----- Dataset records -----
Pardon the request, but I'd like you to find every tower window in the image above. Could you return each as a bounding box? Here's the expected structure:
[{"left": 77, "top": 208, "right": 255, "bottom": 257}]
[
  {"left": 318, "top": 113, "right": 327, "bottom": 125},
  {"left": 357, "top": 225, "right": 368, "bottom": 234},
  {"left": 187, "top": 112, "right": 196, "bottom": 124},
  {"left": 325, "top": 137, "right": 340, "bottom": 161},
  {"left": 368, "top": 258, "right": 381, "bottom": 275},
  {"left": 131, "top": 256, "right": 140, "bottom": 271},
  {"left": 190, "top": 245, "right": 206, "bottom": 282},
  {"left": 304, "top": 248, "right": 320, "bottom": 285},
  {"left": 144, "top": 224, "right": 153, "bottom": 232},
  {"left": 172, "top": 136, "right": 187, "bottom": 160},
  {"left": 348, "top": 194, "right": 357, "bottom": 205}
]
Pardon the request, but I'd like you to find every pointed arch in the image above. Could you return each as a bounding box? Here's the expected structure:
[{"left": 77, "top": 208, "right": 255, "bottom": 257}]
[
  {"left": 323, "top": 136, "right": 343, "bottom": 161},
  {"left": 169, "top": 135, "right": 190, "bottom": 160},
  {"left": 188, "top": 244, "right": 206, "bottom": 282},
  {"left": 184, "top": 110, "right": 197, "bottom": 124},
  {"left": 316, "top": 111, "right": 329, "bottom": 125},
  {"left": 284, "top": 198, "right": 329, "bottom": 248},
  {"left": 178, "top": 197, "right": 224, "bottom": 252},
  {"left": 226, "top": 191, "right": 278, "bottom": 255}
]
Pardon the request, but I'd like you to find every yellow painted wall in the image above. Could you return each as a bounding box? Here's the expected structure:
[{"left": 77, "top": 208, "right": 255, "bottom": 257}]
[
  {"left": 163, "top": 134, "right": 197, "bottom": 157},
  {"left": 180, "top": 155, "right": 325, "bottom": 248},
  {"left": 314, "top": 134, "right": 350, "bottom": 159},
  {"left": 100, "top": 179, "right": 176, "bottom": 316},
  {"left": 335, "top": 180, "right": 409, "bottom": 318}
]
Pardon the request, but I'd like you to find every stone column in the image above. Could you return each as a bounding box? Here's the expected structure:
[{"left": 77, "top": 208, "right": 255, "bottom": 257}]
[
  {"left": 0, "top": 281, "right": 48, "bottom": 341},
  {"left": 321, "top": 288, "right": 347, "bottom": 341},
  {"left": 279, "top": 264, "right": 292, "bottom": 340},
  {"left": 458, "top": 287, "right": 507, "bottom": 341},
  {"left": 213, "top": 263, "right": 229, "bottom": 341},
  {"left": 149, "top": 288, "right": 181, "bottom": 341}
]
-----
----- Dataset records -----
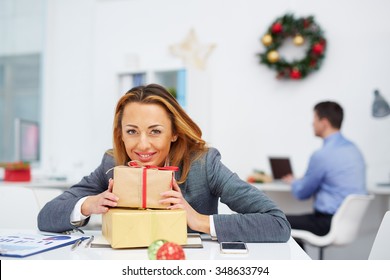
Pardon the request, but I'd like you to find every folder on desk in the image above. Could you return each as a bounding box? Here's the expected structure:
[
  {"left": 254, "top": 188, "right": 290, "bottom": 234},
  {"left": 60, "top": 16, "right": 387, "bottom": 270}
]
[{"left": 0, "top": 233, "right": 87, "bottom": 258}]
-----
----- Dataset records -----
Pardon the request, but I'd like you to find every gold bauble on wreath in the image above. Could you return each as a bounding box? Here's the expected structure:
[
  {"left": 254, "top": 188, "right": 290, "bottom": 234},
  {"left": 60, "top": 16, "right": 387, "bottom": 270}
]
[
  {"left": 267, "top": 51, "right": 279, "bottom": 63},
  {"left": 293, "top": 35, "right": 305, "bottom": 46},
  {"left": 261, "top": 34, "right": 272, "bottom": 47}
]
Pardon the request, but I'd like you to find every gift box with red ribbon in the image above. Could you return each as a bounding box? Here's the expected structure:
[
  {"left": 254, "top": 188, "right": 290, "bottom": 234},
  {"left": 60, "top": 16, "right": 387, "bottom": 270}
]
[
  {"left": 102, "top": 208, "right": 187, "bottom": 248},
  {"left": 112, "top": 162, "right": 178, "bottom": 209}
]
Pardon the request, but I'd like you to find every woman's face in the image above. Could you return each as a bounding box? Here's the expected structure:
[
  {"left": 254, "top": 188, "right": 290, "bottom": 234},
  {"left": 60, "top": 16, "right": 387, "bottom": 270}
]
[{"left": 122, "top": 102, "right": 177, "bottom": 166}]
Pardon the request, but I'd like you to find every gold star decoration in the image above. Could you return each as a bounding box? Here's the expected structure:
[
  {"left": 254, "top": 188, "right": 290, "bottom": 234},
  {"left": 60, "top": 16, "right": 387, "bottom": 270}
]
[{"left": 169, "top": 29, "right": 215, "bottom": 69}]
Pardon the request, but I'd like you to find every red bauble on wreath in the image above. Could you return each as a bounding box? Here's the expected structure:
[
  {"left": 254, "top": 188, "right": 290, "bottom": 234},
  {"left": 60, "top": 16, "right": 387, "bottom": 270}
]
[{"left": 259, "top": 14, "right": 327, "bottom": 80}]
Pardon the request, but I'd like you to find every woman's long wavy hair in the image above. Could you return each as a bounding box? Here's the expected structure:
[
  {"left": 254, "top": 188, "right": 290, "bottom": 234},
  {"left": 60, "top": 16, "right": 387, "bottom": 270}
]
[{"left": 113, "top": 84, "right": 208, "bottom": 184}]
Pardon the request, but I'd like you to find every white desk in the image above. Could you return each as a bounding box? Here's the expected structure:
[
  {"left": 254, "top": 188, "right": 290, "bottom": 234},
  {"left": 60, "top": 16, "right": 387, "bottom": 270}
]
-----
> **Given exercise**
How many lines of the entries above contain the word "bauble"? Reply with the number alone.

> **Result**
2